**WORK TO BE COMPLETED:**
Replace "bay" with "cove" in the lines running from the start of the records through the line that contains "point(237, 658)", inclusive. Write out only those lines, with everything else left unchanged.

[Records from a data source]
▼
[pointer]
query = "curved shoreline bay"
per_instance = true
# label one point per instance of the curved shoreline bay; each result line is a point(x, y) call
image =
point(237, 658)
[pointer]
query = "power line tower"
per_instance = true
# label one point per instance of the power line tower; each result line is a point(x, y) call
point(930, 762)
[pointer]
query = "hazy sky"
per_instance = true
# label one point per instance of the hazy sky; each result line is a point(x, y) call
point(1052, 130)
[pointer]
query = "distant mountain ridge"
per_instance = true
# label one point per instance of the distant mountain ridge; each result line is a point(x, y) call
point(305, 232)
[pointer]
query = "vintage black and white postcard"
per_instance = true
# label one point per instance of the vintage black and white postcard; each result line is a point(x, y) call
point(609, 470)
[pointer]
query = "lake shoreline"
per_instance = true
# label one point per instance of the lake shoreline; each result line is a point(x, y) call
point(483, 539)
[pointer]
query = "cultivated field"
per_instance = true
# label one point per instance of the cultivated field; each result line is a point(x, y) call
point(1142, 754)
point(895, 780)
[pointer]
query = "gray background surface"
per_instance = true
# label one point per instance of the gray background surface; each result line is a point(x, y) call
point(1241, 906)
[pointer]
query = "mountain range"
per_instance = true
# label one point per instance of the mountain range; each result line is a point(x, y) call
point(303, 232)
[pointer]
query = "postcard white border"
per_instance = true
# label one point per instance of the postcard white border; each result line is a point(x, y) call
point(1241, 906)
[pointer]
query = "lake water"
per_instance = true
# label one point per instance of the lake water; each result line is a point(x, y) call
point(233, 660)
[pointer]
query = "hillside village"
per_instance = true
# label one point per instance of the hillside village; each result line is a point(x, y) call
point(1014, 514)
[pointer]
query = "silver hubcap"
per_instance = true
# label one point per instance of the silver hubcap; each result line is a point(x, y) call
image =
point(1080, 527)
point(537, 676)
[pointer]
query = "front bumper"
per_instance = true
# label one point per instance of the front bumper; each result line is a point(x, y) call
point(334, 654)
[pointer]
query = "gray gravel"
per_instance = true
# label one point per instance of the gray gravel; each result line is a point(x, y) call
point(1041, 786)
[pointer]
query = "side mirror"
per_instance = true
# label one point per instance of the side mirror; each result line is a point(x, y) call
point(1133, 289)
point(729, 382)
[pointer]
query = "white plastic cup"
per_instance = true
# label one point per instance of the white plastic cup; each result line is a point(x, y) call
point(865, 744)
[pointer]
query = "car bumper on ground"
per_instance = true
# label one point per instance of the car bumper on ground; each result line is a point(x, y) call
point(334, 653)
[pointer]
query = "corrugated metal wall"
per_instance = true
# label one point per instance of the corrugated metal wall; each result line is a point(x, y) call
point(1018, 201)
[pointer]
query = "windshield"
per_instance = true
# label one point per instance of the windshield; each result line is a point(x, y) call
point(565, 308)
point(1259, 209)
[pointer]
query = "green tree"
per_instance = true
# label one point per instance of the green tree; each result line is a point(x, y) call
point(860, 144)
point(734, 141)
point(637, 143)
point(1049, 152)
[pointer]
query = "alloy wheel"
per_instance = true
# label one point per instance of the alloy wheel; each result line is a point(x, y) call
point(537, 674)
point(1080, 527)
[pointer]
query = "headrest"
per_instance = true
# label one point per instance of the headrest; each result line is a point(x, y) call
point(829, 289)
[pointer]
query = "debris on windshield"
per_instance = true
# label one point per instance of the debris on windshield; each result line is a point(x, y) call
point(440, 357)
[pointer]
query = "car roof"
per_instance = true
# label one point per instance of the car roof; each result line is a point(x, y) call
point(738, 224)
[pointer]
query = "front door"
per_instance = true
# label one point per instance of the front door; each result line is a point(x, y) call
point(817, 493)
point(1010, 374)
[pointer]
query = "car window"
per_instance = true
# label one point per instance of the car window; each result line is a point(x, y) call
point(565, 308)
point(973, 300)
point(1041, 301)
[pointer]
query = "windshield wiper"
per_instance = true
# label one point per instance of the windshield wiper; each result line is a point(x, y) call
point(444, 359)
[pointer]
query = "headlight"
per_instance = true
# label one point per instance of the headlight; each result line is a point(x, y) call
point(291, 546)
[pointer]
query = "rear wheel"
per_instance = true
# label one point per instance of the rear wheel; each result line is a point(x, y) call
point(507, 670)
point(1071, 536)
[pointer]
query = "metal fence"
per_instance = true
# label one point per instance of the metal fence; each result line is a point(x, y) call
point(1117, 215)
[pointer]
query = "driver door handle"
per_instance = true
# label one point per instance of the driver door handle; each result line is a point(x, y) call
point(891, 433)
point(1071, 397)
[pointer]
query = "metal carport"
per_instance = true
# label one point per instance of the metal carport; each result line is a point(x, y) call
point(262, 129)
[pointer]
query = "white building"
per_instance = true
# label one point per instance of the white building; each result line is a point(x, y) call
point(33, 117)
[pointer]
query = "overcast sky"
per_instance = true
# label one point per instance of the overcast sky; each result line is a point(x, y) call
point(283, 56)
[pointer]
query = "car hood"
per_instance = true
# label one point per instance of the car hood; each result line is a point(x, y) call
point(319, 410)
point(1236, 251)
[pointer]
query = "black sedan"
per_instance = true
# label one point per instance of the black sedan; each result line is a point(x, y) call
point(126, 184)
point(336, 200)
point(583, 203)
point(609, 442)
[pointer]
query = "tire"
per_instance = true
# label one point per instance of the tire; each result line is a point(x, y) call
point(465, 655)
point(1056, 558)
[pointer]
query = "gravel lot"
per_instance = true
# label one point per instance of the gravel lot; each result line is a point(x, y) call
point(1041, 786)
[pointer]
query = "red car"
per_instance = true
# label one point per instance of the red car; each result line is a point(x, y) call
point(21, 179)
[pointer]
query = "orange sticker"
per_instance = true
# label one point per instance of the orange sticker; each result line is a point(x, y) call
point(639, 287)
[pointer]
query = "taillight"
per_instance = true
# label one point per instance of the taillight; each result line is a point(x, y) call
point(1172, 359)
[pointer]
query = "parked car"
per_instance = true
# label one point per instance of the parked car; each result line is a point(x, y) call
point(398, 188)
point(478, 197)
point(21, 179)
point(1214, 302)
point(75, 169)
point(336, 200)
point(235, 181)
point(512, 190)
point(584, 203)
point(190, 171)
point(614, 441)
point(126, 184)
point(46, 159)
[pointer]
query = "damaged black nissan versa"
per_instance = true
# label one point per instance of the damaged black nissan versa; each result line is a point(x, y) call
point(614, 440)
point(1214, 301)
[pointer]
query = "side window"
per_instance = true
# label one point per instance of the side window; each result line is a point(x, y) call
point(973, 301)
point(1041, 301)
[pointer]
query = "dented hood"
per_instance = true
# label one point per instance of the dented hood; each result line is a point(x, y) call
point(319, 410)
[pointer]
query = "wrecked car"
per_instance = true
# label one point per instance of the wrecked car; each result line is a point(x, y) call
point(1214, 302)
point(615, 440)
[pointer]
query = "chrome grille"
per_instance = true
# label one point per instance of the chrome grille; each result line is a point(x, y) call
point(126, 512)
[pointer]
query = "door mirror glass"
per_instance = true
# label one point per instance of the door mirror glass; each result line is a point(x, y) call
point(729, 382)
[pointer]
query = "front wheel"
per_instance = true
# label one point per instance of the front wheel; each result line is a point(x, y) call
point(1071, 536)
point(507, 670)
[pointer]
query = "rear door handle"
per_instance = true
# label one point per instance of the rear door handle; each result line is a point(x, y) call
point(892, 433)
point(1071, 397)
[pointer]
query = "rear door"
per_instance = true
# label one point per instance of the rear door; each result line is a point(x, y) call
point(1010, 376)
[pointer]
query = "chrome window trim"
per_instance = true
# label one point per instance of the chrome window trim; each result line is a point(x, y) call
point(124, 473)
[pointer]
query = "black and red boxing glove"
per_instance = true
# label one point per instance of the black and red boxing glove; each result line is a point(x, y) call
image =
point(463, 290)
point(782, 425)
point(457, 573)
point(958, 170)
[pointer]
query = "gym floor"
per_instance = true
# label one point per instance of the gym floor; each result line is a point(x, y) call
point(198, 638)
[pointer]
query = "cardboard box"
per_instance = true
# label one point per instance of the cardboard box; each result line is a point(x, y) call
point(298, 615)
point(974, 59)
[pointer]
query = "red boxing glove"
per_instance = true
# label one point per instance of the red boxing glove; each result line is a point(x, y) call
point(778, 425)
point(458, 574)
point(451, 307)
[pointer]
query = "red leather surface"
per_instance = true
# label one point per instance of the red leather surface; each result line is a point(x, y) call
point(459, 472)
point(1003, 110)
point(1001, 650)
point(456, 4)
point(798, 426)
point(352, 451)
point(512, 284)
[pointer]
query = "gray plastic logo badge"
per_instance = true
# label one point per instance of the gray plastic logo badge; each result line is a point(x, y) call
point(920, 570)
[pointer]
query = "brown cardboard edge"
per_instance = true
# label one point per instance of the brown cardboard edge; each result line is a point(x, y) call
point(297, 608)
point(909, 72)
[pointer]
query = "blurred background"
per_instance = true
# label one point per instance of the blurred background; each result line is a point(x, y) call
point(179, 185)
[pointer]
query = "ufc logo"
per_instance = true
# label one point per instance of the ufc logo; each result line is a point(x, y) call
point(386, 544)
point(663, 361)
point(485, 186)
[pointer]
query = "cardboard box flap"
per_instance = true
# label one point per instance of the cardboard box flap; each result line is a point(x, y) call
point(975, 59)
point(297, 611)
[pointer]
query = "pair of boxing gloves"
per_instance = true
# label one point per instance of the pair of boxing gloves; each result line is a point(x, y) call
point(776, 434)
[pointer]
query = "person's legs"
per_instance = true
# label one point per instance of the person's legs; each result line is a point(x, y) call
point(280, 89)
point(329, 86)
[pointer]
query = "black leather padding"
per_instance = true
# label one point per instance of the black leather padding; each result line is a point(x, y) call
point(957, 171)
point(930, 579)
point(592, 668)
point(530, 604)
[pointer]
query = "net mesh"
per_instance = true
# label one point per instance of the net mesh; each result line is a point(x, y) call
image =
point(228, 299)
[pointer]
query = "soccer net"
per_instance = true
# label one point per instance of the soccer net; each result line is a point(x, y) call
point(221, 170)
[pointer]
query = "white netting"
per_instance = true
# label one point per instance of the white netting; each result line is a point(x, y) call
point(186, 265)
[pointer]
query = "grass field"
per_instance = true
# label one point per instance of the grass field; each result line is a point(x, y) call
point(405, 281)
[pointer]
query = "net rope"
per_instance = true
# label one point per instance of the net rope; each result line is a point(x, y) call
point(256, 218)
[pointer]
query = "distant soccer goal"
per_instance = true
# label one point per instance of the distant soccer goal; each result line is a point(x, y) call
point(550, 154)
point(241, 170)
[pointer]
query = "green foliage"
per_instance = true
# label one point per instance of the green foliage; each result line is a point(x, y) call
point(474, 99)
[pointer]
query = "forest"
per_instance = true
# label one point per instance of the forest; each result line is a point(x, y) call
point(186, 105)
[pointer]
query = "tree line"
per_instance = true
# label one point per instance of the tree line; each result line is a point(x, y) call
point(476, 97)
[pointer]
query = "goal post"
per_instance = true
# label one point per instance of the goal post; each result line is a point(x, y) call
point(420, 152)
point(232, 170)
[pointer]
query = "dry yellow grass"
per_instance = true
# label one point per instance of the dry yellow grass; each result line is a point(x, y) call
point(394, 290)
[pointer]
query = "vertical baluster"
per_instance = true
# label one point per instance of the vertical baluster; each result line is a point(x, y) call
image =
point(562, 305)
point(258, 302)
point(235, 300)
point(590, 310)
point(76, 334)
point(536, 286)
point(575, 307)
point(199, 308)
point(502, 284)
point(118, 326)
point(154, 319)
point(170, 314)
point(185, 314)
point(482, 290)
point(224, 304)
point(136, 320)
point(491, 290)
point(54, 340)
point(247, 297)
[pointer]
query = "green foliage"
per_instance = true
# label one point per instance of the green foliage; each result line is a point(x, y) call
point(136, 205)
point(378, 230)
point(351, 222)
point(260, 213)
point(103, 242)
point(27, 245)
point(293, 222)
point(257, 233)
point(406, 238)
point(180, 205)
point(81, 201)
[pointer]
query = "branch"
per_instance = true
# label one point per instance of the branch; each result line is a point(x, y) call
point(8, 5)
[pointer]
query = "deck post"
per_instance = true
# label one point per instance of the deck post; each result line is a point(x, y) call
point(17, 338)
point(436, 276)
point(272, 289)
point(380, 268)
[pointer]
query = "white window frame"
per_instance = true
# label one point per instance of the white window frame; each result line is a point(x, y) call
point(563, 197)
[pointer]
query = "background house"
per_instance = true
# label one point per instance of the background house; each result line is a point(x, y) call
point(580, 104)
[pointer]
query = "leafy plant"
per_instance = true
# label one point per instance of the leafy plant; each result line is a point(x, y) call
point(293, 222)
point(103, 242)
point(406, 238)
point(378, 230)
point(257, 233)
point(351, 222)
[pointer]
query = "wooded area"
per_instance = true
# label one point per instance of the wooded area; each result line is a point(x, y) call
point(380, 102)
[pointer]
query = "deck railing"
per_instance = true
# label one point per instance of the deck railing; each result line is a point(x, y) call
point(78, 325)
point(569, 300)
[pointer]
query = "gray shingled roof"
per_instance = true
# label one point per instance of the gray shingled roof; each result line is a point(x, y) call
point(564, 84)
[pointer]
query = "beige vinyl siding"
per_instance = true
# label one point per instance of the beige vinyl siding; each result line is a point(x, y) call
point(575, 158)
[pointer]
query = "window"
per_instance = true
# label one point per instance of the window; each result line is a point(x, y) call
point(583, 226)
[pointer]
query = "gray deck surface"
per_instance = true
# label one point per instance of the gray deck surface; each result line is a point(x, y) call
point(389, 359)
▲
**ANSWER TO THE TASK:**
[pointer]
query = "curved shoreline cove"
per_instance = true
# label one point per instance of the curved shoreline cove; each result line is a point(x, y) call
image =
point(237, 658)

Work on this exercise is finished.